● PROBLEM DESCRIPTION
Identify every line in the rows below that contains the word "separate", and copy each such line.
═══ MATERIAL FOR THE TASK ═══
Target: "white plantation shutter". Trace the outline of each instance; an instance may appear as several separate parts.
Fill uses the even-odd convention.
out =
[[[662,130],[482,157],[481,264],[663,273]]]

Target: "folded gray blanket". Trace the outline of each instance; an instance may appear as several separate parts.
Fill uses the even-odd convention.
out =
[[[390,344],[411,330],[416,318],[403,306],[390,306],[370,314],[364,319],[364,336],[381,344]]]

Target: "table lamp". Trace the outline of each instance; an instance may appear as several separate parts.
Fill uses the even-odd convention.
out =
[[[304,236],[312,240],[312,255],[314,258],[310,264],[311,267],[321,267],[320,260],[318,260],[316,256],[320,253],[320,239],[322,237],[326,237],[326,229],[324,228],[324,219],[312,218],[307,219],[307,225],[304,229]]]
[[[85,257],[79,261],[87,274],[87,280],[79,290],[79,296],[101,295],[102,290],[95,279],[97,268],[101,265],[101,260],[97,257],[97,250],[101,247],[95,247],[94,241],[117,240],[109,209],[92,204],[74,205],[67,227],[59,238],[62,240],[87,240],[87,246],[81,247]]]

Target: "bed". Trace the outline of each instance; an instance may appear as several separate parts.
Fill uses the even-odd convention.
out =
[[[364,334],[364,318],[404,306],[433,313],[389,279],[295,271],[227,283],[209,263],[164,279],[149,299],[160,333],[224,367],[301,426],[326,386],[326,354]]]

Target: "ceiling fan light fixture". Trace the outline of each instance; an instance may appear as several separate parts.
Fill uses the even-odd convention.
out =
═══
● PROBLEM SOLUTION
Target: "white plantation shutter". Trace the outline of each instance; an instance may appear as several separate parts.
Target: "folded gray blanket". Trace the outline of each instance; an instance may appear as several separate parts.
Target: "table lamp". Trace the outline of each instance; an instance may appear as several separate parts.
Target: "bed". Trace the outline of each instance; an instance may appear as several separate parts.
Target: "ceiling fan light fixture". Trace the outline of each instance; an instance may appear as several separate parts.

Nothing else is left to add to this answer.